- [Passage shown]
Where Great Stories Begin

October 21, 2015 |

Reach Out and Read Improves Family and Child Health Outcomes through Primary Care

New article The Elephant in the Clinic examines the multifaceted role of Reach Out and Read in the promotion of early literacy and family well-being, two generations at a time, through primary healthcare.

You may have heard the Indian parable in which a group of blind men attempt to identify an elephant, each of them describing it from their own perspective as they feel what is in front of them. In The Elephant in the Clinic: Early Literacy and Family Well-Being, Dipesh Navsaria, MPH, MLSIS, MD and Amy Shriver, MD, examine Reach Out and Read using this parable as a metaphor — early literacy promotion is more than a mere clinic-based book giveaway.

With a powerful mix of storytelling, scientific evidence, and data, this report presents the various perspectives of the Reach Out and Read model, an approach by which primary care providers promote family engagement and early literacy during well-child checkups. Viewed through different lenses, this intervention is a book giveaway, a school readiness, and a public health program; it helps clinicians to build parental capacities, and conduct developmental and relational surveillance; it buffers toxic stress in families; it is inexpensive, scalable, and evidence-based.

Full of beautiful photographs, quotes, helpful anecdotes, and information boxes, the Elephant in the Clinic shows how, just as the blind men needed to examine the elephant from all angles to identify it, the true value of Reach Out and Read can only be appreciated by considering all of its various facets. It illustrates how the depth and diversity of Reach Out and Read helps to “fulfill the promise of child health supervision visits – to provide expertise, tools, and guidance that positively shape the home environment and, ultimately, improve family and child health outcomes.”

With advances in our understanding around the significance of the word gap between high- and low-income families and the impacts of toxic stress on parents and their children, we cannot afford to ignore this model, with the national potential to expand opportunities for all families.

This article is the result of a partnership between the Ascend Network of the Aspen Institute and Reach Out and Read; Dr. Navsaria is a Reach Out and Read National Center board member and medical advisor and Medical Director of Reach Out and Read Wisconsin, as well as a member of the Aspen Institute Ascend Fellows’ 2015 class, and Dr. Shriver is Medical Director for Reach Out and Read Iowa.

- [Problem to solve] In the Reach Out and Read article, which two doctors wrote The Elephant in the Clinic?

- [Recorded information]
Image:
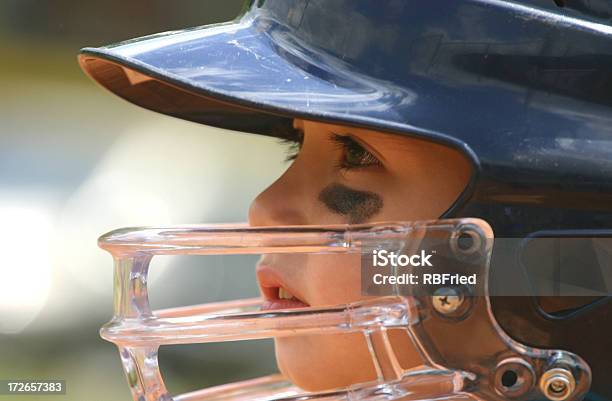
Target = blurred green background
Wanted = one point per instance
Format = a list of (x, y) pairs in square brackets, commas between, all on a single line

==

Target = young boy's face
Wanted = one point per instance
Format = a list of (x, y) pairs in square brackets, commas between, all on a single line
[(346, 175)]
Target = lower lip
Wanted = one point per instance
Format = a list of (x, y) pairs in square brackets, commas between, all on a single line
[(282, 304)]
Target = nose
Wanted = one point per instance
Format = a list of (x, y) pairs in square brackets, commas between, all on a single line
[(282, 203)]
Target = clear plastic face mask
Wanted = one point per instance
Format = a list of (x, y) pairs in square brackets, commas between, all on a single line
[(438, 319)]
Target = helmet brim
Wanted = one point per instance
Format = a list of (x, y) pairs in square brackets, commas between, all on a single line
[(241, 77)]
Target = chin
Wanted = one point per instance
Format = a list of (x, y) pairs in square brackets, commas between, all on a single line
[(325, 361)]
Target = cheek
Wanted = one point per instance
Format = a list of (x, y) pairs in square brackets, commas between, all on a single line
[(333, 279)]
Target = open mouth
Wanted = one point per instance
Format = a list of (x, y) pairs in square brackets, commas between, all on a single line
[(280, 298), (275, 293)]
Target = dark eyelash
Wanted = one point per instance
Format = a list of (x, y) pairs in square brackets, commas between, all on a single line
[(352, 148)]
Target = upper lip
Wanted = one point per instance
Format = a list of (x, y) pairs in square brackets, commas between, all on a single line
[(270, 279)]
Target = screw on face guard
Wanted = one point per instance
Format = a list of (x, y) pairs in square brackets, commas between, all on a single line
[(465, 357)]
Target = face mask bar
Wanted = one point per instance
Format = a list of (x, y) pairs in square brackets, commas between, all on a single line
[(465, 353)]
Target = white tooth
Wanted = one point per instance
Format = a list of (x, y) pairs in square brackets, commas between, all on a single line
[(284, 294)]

- [Task solution] Dipesh Navsaria and Amy Shriver.